WHAT TO PRODUCE
Can you rewrite every line of the records below as a single numbered list, with blank lines dropped and the pictures left out?

DATA ENTRIES
┄┄┄┄┄┄
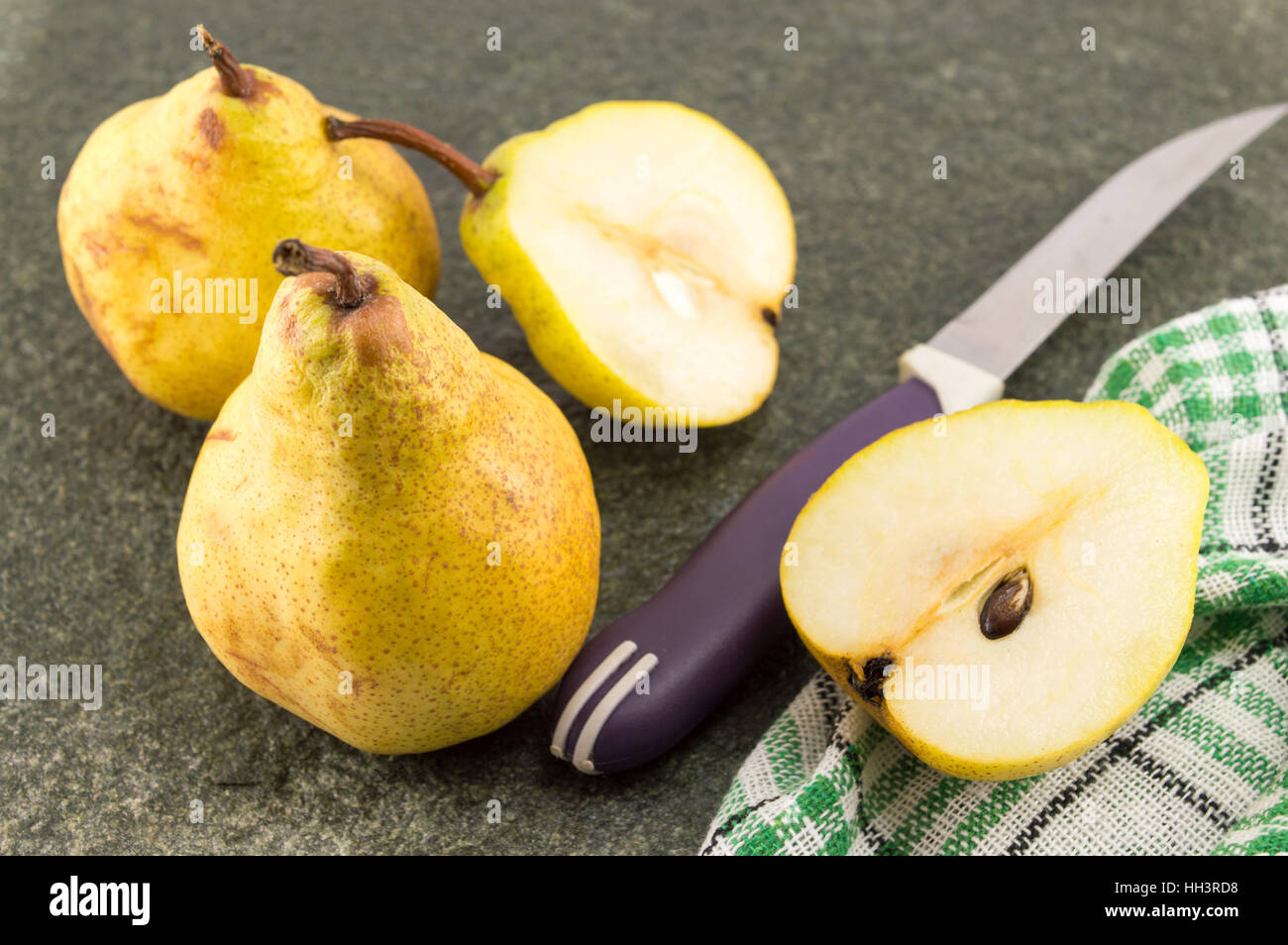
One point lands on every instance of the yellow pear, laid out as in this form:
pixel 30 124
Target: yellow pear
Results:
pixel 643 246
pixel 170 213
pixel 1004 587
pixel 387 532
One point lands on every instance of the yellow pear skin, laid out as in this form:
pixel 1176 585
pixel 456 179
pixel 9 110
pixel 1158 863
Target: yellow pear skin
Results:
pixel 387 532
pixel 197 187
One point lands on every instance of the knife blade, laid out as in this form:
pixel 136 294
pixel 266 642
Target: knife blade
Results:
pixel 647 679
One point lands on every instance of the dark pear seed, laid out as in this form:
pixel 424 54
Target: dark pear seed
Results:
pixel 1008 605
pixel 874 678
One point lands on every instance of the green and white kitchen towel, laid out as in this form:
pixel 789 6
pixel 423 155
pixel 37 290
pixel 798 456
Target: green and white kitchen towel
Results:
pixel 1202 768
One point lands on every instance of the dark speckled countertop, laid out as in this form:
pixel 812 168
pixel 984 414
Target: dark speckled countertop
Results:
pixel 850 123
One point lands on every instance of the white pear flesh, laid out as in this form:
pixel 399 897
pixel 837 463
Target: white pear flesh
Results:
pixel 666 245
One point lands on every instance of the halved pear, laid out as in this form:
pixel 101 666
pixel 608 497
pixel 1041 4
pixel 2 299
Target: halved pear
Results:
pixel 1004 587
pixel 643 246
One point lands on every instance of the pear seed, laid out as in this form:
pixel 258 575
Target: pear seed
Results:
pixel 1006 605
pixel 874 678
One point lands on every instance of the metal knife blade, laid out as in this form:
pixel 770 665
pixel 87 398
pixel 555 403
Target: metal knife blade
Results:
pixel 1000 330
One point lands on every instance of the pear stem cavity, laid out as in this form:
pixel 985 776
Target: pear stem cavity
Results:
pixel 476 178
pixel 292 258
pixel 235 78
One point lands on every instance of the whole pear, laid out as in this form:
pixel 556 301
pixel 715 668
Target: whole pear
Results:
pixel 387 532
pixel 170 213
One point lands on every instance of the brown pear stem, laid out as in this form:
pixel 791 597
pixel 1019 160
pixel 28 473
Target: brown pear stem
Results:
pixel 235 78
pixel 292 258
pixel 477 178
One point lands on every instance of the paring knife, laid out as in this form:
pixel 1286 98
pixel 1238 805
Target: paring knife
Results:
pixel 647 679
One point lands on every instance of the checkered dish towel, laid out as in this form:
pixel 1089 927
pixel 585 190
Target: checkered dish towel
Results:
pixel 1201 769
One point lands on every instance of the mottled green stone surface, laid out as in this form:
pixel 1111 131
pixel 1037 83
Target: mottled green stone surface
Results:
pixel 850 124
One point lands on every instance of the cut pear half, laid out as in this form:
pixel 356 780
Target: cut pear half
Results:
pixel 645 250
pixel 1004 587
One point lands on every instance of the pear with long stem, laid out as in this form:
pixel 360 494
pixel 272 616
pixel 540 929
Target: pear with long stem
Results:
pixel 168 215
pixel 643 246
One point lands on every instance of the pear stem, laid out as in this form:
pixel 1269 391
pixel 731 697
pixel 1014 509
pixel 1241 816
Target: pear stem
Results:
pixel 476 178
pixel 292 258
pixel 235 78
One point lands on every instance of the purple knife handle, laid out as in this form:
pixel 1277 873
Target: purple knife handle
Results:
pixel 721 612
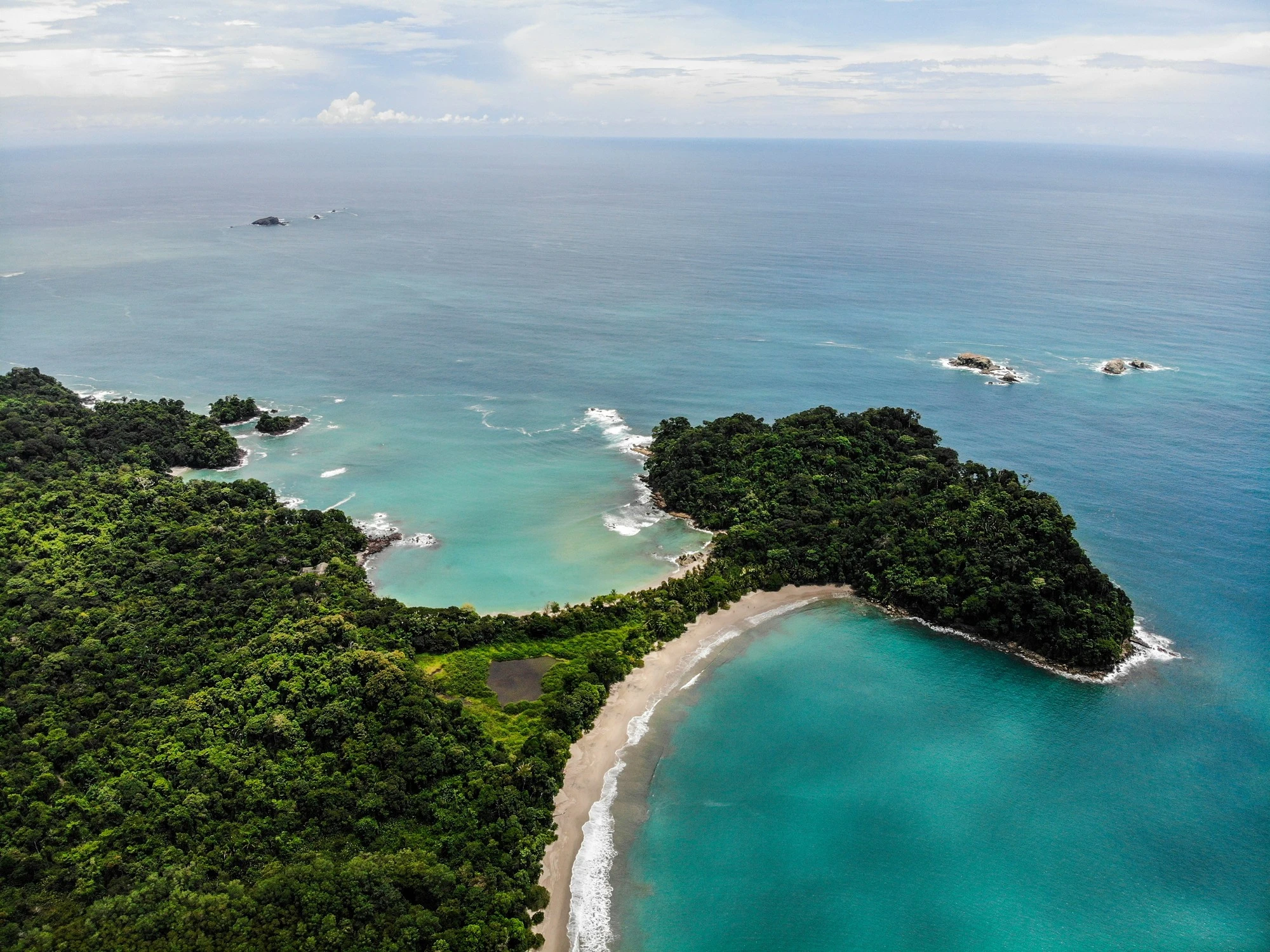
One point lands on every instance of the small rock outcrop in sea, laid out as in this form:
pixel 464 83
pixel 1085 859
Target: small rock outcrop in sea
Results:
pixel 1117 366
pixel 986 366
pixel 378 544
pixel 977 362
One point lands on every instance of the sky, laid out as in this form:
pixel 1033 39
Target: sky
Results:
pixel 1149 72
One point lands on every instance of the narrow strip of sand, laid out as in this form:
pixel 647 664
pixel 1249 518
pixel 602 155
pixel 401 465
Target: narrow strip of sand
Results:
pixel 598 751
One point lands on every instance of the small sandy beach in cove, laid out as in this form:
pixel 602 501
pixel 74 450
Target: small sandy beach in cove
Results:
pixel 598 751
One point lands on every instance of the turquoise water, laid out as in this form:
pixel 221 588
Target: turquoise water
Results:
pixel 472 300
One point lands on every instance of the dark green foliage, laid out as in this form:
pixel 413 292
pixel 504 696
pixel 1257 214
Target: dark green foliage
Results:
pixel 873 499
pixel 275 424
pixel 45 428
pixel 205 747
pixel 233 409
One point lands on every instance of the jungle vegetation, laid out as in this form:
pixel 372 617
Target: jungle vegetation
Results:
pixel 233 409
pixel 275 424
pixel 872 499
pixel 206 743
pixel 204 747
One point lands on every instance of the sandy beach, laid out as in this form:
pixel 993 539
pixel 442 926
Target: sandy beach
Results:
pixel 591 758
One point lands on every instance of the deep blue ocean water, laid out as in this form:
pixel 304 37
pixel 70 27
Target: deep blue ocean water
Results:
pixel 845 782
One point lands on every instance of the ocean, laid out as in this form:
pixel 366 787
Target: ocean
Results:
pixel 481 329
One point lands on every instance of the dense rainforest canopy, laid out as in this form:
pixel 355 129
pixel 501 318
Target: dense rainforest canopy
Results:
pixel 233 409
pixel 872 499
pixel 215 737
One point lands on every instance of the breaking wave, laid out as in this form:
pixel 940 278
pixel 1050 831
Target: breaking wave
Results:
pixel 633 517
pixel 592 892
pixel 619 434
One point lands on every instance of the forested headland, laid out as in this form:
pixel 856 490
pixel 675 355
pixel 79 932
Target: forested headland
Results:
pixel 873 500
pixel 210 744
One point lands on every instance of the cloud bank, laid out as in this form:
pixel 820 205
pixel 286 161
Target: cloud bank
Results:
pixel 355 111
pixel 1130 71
┄┄┄┄┄┄
TASK RESULT
1. One point lands on every instance of the yellow pear, laid out as in this form:
2. pixel 30 124
3. Target: yellow pear
4. Results:
5. pixel 643 246
6. pixel 170 213
7. pixel 1004 587
8. pixel 387 532
9. One point lands on every instance of the yellow pear skin, laid out as in this form:
10. pixel 1176 585
11. pixel 456 179
12. pixel 9 110
13. pixel 1158 863
14. Target: yellow pear skin
15. Results:
16. pixel 387 532
17. pixel 197 187
18. One point lands on every instance of the knife blade, laid out as in this form:
19. pixel 136 294
20. pixel 266 642
21. Target: knife blade
22. Results:
23. pixel 647 679
24. One point lands on every instance of the dark pear seed, laid out as in this form:
25. pixel 424 54
26. Target: dark pear seed
27. Results:
28. pixel 1008 605
29. pixel 874 678
30. One point lands on every instance of the green and white kitchen towel, laid out as in this form:
31. pixel 789 6
32. pixel 423 155
33. pixel 37 290
34. pixel 798 456
35. Target: green and white kitchen towel
36. Results:
37. pixel 1202 768
38. One point lands on every instance of the dark speckled countertop, laid out as in this form:
39. pixel 812 168
40. pixel 984 414
41. Target: dark speckled countertop
42. Results:
43. pixel 850 123
44. One point lands on every instance of the white pear flesh, laid out as in this form:
45. pixel 399 897
46. pixel 837 463
47. Target: white pear flesh
48. Results:
49. pixel 666 245
50. One point lands on every instance of the halved pear, laid out as in this form:
51. pixel 101 666
52. pixel 608 497
53. pixel 1041 4
54. pixel 2 299
55. Target: halved pear
56. Results:
57. pixel 1004 587
58. pixel 643 246
59. One point lands on every instance of the pear seed, laid out as in this form:
60. pixel 258 575
61. Target: pear seed
62. Results:
63. pixel 1006 605
64. pixel 874 678
65. One point lands on every instance of the metal knife blade, laid out as in this form:
66. pixel 770 665
67. pixel 87 398
68. pixel 555 403
69. Target: metal knife blade
70. Results:
71. pixel 1000 330
72. One point lands on every instance of the pear stem cavity, laid out as in this form:
73. pixel 985 776
74. Target: pear stem cavity
75. Results:
76. pixel 476 178
77. pixel 292 258
78. pixel 235 78
79. One point lands on every instance of the whole pear, laid out as in this form:
80. pixel 556 301
81. pixel 715 668
82. Target: whole pear
83. Results:
84. pixel 387 532
85. pixel 170 213
86. One point lands on every instance of the brown pear stem, laid out as in this form:
87. pixel 791 597
88. pixel 1019 160
89. pixel 28 473
90. Target: brown pear stem
91. Results:
92. pixel 235 78
93. pixel 292 258
94. pixel 477 178
95. One point lands on every instance of the paring knife, laid out as in this form:
96. pixel 1286 98
97. pixel 1238 805
98. Target: paring knife
99. Results:
100. pixel 647 679
101. One point lands on every instance of the checkered dish towel, laid out as in this form:
102. pixel 1089 927
103. pixel 585 190
104. Target: checkered dish towel
105. Results:
106. pixel 1201 769
107. One point lands on every instance of the mottled green stone surface, laid out as in this form:
108. pixel 1111 131
109. pixel 1037 83
110. Target: mottled green stone surface
111. Results:
112. pixel 850 124
113. One point lands on every instance of the cut pear half, laid out as in this form:
114. pixel 356 780
115. Target: cut pear half
116. Results:
117. pixel 645 250
118. pixel 1004 587
119. One point lands on every instance of the pear with long stem, laid out as in this form:
120. pixel 360 494
121. pixel 272 616
122. pixel 540 929
123. Target: pear with long stem
124. Results:
125. pixel 168 215
126. pixel 643 246
127. One point lands on every instance of the pear stem, laid out as in this form:
128. pixel 1269 391
129. pixel 731 697
130. pixel 1014 509
131. pixel 1241 816
132. Target: pear stem
133. Results:
134. pixel 476 178
135. pixel 292 258
136. pixel 235 78
137. One point lands on every instance of the purple knife handle, laid out as in this form:
138. pixel 1277 873
139. Target: purple knife handle
140. Results:
141. pixel 721 612
142. One point lands on every instance of the small rock outcrop in sea, laid out as in this form:
143. pixel 464 83
144. pixel 1085 859
145. Target: small rock outcrop in sea
146. Results:
147. pixel 1117 366
148. pixel 986 366
149. pixel 378 544
150. pixel 977 362
151. One point lands on every instance of the sky, laid out as in this form:
152. pixel 1033 39
153. Target: sky
154. Results:
155. pixel 1149 72
156. One point lands on every instance of the narrow strip of sand, laid out as in this form:
157. pixel 647 664
158. pixel 1249 518
159. pixel 602 155
160. pixel 401 465
161. Target: narrow strip of sand
162. Results:
163. pixel 598 751
164. One point lands on every instance of the small sandy beach in cove, laid out as in this form:
165. pixel 602 501
166. pixel 74 450
167. Target: small sandy beach in cove
168. Results:
169. pixel 598 751
170. One point lands on every instance of the turquoise water, laid out as in this form:
171. pixel 221 588
172. Target: turquoise water
173. Results:
174. pixel 472 300
175. One point lands on every instance of the dark green foliage, laid out as in this form:
176. pixel 413 292
177. pixel 504 696
178. pixel 1257 214
179. Target: dark green foliage
180. Results:
181. pixel 873 499
182. pixel 275 424
183. pixel 45 428
184. pixel 205 747
185. pixel 233 409
186. One point lands on every instance of the jungle vegetation, laid out as in this form:
187. pixel 372 617
188. Target: jungle vegetation
189. Results:
190. pixel 233 409
191. pixel 275 424
192. pixel 872 499
193. pixel 206 743
194. pixel 204 747
195. One point lands on every instance of the sandy beach, laid out as in this form:
196. pixel 993 539
197. pixel 442 926
198. Target: sandy beach
199. Results:
200. pixel 591 758
201. One point lands on every instance of the deep blue ocean water, laid out as in this form:
202. pixel 304 37
203. pixel 70 27
204. Target: deep blue ocean water
205. Results:
206. pixel 845 782
207. One point lands on every instance of the ocean, laid out as in this form:
208. pixel 366 787
209. Target: ocean
210. Results:
211. pixel 481 329
212. One point lands on every instance of the dense rainforest canopy, laid out as in this form:
213. pixel 355 129
214. pixel 501 318
215. Target: dense rainforest canopy
216. Results:
217. pixel 233 409
218. pixel 872 499
219. pixel 215 737
220. One point lands on every instance of the breaking wave, laid out as in this form:
221. pixel 940 278
222. pixel 1050 831
223. Target: breaking wave
224. Results:
225. pixel 633 517
226. pixel 592 892
227. pixel 619 434
228. One point lands on every instance of the forested headland, laid out as in this form:
229. pixel 856 490
230. pixel 675 355
231. pixel 79 932
232. Target: forested headland
233. Results:
234. pixel 873 500
235. pixel 210 744
236. One point lands on every instance of the cloud bank, laid out as in this form:
237. pixel 820 205
238. pixel 286 161
239. Target: cloud bank
240. Results:
241. pixel 355 111
242. pixel 1130 71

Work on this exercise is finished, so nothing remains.